Fragment strony -

Strategia bezpieczeństwa USA i plan dla Europy. "Putin i Trump jak para kochanków"
Amerykańskie władze przedstawiły dokument wyznaczający priorytety polityki zagranicznej i bezpieczeństwa USA. W części jest on poświęcony relacjom z Europą. - Trump i Putin spotykają się na gruncie cywilizacyjnym, jeżeli chodzi o krytykę Europy. Widać, że sobie odpowiadają, że się lubią - mówił w podcaście Polskiego Radia "Strefa Wpływów" prof. Roman Kuźniar, politolog, były doradca ds. polityki międzynarodowej prezydenta Bronisława Komorowskiego. Gość zauważył, że Europę atakuje też prezydent Karol Nawrocki.
2025-12-12, 18:00
Najważniejsze informacje w skrócie:
- Jest nowa strategia bezpieczeństwa Stanów Zjednoczonych, mowa w niej o odciąganiu poszczególnych krajów od Unii Europejskiej
- To nie jest strategia obronna, to jest strategia siłowego forsowania amerykańskich interesów - powiedział Roman Kuźniar
- Dodał, że Trump i Putin chętnie się łączą i są jak "para kochanków"
OGLĄDAJ. "Strefa Wpływów"
Stany Zjednoczone opublikowały nową Strategię Bezpieczeństwa Narodowego, czyli dokument wyznaczający priorytety polityki zagranicznej i bezpieczeństwa USA. Podkreślono w nim np., że polityka Waszyngtonu w sprawie Europy powinna traktować jako priorytet m.in. powrót do stabilności strategicznej w relacjach z Rosją, umożliwienie Europie wzięcia odpowiedzialności za własną obronę i zapobieganie dalszemu rozszerzaniu NATO. Według portalu Defense One dokument zawiera rozdział zatytułowany "Make Europe Great Again", który mówi o oparciu relacji z Europą na współpracy z wybranymi, ideologicznie pokrewnymi rządami. Zawiera on zapis, że USA skupią się na pogłębianiu relacji z takimi krajami jak Austria, Węgry, Włochy i Polska - państwami, które dokument wskazuje jako potencjalnych partnerów do "odciągnięcia od Unii Europejskiej". Strategia zakłada też stworzenie nowego formatu współpracy międzynarodowej z udziałem Rosji, ale bez Europy. W skład grupy C5 weszłyby USA, Rosja, Chiny, Indie i Japonia.

Dane źródłowe -

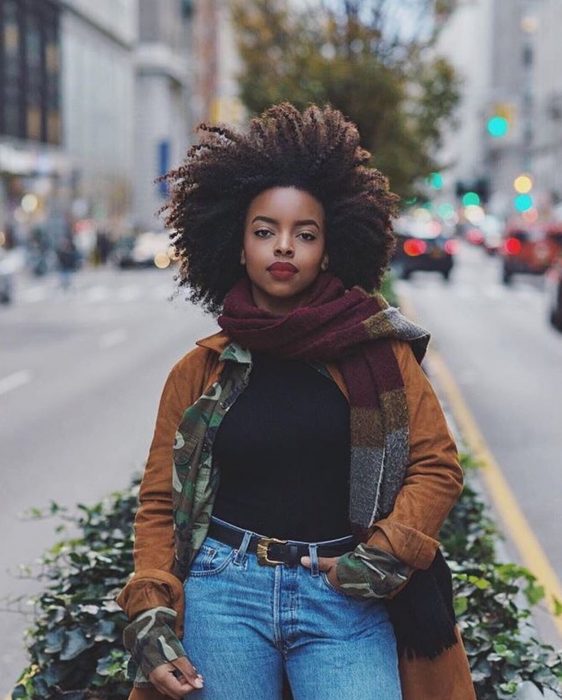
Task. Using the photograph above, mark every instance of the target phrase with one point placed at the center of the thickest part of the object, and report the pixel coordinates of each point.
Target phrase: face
(284, 247)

Zadanie -
Przytocz wiernie całość tekstu o strategii bezpieczeństwa USA, począwszy od słów „Amerykańskie władze przedstawiły” aż po słowa „prezydent Karol Nawrocki.”. Powyższe wiersze stanowią materiał odrębny od tekstu.

Rozwiązanie -
Amerykańskie władze przedstawiły dokument wyznaczający priorytety polityki zagranicznej i bezpieczeństwa USA. W części jest on poświęcony relacjom z Europą. - Trump i Putin spotykają się na gruncie cywilizacyjnym, jeżeli chodzi o krytykę Europy. Widać, że sobie odpowiadają, że się lubią - mówił w podcaście Polskiego Radia "Strefa Wpływów" prof. Roman Kuźniar, politolog, były doradca ds. polityki międzynarodowej prezydenta Bronisława Komorowskiego. Gość zauważył, że Europę atakuje też prezydent Karol Nawrocki.